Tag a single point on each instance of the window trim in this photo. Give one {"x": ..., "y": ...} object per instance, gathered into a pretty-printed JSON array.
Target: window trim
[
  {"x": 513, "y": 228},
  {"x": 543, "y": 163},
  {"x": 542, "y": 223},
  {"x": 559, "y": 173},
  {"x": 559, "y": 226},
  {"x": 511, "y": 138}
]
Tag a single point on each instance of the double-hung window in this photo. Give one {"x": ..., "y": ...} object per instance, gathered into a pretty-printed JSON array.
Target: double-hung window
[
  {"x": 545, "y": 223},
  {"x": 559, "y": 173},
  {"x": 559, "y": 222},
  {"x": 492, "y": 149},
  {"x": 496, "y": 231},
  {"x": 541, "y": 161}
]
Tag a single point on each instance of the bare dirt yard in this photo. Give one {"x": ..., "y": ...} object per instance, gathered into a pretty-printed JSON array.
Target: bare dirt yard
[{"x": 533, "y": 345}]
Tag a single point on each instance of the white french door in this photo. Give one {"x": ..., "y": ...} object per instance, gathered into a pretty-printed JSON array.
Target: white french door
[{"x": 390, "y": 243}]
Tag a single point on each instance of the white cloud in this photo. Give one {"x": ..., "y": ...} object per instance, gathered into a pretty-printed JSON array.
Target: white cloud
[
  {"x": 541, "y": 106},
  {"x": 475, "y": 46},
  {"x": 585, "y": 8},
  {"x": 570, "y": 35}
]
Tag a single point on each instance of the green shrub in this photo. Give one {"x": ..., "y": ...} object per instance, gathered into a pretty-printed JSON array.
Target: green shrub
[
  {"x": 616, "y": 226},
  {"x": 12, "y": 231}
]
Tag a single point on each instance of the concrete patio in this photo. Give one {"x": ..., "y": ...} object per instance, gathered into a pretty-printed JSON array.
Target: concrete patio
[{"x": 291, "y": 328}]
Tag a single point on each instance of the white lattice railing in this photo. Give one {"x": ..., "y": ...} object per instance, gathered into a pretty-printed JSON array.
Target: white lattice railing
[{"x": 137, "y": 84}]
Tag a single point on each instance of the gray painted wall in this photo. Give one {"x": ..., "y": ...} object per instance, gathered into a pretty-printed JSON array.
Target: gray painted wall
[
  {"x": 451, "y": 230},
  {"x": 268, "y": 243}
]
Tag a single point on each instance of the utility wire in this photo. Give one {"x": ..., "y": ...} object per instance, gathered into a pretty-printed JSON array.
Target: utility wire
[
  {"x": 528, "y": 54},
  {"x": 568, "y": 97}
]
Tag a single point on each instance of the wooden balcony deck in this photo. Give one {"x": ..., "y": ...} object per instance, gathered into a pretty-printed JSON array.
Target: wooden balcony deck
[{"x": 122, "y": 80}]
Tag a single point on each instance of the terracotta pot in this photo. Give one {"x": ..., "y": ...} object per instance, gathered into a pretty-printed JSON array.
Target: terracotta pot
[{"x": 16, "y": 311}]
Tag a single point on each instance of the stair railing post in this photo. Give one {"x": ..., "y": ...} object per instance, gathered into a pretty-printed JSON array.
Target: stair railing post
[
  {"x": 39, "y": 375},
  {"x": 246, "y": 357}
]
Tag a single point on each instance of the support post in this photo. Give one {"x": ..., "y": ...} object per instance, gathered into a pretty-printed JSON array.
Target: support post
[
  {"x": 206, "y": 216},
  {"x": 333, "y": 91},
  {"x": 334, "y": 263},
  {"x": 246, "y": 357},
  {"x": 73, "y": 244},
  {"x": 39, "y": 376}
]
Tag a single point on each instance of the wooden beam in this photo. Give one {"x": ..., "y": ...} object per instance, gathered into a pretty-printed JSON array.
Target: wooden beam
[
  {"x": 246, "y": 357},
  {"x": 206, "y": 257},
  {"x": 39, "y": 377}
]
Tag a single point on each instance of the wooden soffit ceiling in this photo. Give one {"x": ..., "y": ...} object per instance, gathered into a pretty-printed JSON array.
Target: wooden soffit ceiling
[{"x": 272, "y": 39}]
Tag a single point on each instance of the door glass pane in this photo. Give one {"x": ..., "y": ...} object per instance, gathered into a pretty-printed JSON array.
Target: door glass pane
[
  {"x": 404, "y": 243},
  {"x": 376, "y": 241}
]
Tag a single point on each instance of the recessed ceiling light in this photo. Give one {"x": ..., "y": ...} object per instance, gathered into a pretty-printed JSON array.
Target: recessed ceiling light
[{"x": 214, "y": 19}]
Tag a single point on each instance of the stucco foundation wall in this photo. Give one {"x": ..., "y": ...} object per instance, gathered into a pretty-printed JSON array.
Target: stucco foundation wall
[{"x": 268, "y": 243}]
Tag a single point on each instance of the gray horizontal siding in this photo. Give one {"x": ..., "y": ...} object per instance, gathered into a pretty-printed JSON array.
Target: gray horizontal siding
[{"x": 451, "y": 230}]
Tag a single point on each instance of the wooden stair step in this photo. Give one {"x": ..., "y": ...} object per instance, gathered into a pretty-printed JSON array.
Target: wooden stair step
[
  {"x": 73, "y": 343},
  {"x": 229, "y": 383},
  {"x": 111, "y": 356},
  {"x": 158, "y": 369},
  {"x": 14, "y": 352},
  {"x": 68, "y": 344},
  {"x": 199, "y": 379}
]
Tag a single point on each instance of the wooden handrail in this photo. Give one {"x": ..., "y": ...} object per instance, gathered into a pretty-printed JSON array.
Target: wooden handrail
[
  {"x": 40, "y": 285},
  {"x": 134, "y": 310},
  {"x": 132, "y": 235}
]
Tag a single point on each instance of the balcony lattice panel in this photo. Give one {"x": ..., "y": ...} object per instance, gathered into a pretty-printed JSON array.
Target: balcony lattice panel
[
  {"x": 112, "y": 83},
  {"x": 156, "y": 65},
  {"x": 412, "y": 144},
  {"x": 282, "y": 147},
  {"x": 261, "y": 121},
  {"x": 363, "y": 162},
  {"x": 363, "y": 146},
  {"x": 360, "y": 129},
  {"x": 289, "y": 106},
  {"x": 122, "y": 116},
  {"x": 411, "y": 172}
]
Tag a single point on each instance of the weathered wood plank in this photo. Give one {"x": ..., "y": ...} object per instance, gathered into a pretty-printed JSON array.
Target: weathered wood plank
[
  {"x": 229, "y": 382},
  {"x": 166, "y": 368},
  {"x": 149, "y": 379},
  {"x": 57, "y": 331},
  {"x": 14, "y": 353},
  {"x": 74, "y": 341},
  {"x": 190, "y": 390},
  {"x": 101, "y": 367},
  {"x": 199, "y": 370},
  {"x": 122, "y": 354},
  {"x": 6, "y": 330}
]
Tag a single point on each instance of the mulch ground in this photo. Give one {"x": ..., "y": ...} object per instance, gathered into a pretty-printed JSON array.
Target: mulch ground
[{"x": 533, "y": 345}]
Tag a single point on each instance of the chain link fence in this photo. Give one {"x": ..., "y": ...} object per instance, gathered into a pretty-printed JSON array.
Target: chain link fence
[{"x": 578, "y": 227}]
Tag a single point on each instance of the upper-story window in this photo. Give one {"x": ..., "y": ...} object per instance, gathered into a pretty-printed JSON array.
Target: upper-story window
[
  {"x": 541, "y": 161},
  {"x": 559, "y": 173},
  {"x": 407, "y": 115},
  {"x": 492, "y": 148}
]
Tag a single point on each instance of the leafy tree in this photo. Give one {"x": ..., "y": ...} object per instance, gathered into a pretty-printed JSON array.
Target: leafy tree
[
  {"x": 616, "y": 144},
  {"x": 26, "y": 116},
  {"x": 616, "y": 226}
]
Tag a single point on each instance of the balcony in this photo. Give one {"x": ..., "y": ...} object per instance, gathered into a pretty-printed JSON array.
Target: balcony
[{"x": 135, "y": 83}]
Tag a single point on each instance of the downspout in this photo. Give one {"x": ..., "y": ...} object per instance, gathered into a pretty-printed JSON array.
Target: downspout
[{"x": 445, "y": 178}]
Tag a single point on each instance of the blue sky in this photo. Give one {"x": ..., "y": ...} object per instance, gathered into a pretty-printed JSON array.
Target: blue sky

+ + + + +

PROBLEM TO WORK ON: Exactly reproduce the lines beginning with the one that contains "Tag a single point on each instance of the upper-story" and ending with the last line of the material, both included. Leave out everything else.

SOLUTION BELOW:
Tag a single point on each instance of the upper-story window in this photo. Give one {"x": ..., "y": ...} object per instance, gathered into a pretty-printed JSON array.
Target: upper-story window
[
  {"x": 541, "y": 161},
  {"x": 559, "y": 173},
  {"x": 407, "y": 115},
  {"x": 492, "y": 148}
]
Tag a single point on each instance of the leafy tree in this photo. Give one {"x": ..., "y": ...} object per instance, gathered into a pretty-printed JSON array.
Target: leafy tree
[
  {"x": 616, "y": 144},
  {"x": 26, "y": 116},
  {"x": 616, "y": 226}
]
Tag a single point on each instance of the balcony in this photo. Give one {"x": ..., "y": ...} object per instance, gathered into a pretty-printed JSON array.
Target: balcony
[{"x": 135, "y": 83}]
Tag a single point on each instance of the downspout in this photo. Give one {"x": ..., "y": ...} object per instance, gathered into a pretty-printed JSON array.
Target: downspout
[{"x": 445, "y": 178}]
Tag a single point on each instance of the blue sky in this photo. Give one {"x": ..., "y": ...} object per instance, gathered into a pretty-printed JSON array.
Target: blue sky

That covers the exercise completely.